Assigned task: Find the line with "Target: chrome door trim strip" and the line with "Spot the windshield" in the entries below; output exactly those two lines, every line between them, and no others.

[Point-per-instance localization data]
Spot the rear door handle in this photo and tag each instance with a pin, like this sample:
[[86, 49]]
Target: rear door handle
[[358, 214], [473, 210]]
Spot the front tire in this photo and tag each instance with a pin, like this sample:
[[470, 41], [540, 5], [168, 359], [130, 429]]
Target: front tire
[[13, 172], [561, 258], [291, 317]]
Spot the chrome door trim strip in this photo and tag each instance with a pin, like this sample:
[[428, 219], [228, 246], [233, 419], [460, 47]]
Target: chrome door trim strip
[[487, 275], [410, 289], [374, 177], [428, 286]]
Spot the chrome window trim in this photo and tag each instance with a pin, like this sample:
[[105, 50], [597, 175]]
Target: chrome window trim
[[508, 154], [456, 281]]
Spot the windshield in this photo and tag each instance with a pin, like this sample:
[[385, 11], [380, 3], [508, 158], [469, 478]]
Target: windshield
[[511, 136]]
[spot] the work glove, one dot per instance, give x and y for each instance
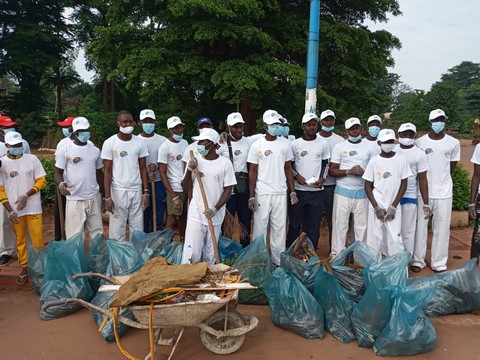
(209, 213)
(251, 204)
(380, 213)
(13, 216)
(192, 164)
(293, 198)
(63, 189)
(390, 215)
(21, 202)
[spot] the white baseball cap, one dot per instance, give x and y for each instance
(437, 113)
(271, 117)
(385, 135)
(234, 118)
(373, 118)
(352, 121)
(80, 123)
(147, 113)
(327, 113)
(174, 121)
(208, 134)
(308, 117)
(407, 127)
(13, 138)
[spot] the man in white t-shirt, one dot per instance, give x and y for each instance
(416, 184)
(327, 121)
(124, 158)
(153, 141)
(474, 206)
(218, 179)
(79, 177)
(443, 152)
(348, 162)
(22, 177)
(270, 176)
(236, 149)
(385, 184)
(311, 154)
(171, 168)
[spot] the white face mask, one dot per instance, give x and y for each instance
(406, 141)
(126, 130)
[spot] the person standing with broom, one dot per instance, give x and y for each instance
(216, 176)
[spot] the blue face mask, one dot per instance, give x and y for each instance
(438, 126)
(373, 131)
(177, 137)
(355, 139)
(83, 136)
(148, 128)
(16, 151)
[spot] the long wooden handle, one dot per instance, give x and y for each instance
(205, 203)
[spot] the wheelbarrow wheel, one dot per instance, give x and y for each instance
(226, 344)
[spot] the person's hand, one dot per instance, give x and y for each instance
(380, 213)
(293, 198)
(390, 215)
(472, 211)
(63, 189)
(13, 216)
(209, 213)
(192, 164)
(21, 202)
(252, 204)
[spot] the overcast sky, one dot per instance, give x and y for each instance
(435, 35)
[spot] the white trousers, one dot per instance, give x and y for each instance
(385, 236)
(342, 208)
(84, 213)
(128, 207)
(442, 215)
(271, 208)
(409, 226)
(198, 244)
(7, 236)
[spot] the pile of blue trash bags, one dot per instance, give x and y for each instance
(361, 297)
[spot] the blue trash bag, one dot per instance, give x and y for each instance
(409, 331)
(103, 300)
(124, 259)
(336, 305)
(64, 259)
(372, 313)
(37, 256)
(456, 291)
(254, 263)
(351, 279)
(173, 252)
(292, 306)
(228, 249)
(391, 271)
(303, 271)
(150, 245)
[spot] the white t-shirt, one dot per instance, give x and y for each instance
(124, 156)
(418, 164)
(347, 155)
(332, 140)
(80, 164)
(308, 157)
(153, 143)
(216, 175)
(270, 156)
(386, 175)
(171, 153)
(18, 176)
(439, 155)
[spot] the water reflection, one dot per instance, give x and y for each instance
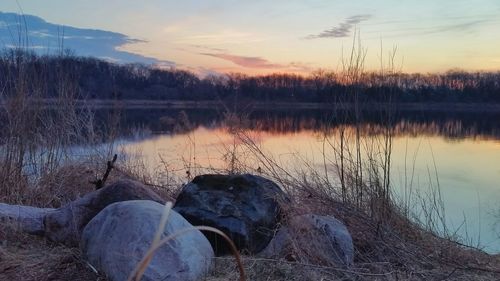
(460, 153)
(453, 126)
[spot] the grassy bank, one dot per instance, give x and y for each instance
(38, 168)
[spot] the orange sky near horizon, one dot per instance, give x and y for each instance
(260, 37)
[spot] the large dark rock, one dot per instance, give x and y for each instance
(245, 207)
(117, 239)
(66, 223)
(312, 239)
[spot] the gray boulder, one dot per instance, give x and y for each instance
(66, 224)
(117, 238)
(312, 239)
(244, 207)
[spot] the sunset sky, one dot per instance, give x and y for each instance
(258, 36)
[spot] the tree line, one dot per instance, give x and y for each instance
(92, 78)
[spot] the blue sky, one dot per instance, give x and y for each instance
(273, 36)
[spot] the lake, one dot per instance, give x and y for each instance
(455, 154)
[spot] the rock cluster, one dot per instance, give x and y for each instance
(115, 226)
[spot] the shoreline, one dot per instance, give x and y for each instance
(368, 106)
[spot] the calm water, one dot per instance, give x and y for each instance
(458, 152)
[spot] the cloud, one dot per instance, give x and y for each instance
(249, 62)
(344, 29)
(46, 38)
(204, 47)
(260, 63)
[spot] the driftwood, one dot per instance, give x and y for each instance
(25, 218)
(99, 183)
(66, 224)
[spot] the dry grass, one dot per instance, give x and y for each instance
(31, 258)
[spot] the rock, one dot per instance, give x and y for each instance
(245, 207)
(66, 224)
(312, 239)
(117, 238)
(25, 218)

---

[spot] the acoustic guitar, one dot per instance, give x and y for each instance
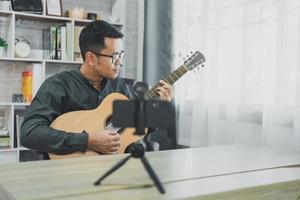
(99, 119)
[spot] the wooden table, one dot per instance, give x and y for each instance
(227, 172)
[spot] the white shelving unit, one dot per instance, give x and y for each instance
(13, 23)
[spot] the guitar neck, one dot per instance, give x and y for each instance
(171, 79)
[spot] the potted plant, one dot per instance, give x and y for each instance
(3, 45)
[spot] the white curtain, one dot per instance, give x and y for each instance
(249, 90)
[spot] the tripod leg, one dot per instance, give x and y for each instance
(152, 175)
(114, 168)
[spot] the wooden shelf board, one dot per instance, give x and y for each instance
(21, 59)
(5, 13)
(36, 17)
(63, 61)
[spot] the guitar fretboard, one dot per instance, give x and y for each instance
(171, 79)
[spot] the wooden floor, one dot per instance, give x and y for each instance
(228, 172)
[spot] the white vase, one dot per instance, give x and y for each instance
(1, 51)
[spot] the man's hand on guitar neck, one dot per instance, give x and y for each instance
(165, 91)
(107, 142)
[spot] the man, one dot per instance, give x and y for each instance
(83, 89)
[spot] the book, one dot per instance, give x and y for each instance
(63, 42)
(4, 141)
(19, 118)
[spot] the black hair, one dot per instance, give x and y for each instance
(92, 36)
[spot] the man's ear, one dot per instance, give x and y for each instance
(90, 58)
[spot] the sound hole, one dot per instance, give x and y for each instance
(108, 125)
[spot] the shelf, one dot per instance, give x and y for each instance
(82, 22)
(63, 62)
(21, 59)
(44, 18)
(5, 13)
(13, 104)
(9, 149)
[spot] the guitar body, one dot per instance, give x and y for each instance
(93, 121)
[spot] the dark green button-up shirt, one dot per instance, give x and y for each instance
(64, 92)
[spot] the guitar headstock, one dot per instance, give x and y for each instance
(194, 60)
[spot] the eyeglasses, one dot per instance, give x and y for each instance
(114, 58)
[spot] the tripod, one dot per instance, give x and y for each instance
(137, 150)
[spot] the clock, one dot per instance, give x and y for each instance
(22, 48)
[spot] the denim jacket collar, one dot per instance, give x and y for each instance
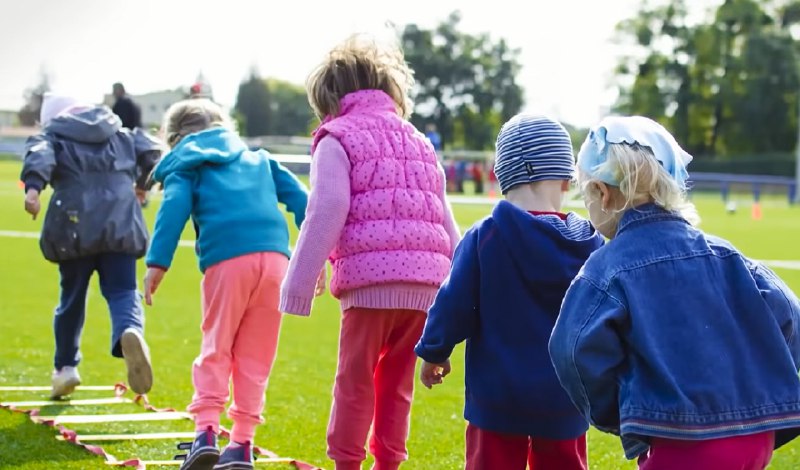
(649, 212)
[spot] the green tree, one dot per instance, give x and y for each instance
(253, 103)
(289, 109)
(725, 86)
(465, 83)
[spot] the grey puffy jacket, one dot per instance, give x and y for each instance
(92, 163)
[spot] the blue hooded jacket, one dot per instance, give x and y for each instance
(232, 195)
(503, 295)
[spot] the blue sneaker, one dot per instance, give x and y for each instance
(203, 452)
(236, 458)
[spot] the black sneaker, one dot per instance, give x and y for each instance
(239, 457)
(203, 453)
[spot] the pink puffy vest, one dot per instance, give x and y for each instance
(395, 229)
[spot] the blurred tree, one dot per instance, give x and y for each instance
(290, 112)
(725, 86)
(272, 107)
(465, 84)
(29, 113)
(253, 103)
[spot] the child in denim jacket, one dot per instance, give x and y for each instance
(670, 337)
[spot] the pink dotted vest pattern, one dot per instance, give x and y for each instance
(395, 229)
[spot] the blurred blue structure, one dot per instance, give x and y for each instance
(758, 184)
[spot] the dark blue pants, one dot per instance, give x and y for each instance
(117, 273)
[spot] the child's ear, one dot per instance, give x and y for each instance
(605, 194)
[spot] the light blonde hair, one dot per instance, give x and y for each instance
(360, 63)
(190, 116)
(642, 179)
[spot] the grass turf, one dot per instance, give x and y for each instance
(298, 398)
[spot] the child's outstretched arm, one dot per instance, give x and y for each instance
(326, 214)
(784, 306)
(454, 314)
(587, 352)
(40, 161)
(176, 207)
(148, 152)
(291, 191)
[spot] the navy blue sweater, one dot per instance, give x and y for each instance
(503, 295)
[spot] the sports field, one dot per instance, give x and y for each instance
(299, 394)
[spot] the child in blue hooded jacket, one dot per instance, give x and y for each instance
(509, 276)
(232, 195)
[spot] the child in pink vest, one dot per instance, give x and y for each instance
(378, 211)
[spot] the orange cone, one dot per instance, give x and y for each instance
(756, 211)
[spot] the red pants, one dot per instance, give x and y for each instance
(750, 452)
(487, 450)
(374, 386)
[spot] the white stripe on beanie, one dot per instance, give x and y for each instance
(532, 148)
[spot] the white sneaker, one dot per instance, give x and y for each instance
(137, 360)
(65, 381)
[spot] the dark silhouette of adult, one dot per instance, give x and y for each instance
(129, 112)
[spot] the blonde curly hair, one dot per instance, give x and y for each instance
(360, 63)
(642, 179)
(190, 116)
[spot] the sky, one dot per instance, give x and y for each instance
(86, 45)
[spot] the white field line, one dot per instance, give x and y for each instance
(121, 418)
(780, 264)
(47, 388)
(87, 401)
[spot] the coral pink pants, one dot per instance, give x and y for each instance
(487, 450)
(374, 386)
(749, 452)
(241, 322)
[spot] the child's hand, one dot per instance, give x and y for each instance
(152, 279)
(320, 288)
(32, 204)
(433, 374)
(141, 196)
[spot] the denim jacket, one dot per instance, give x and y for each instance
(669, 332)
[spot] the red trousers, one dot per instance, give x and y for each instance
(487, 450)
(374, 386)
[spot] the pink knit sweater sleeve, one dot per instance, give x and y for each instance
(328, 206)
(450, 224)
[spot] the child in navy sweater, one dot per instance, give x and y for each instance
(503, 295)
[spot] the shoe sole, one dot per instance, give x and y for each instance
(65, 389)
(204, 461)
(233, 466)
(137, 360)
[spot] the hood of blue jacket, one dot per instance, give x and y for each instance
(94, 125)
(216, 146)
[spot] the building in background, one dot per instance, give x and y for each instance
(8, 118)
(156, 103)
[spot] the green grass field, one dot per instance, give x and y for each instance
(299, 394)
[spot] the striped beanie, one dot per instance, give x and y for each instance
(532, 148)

Written reply:
Target: chrome door trim strip
[[487, 275], [410, 289], [374, 177], [428, 286]]
Spot the chrome window trim in this photo and tag each instance with a pin, like this sample:
[[105, 50], [597, 175]]
Target: chrome window trim
[[508, 154], [456, 281]]
Spot the windshield in this photo and tag each instance with a pin, like this sample:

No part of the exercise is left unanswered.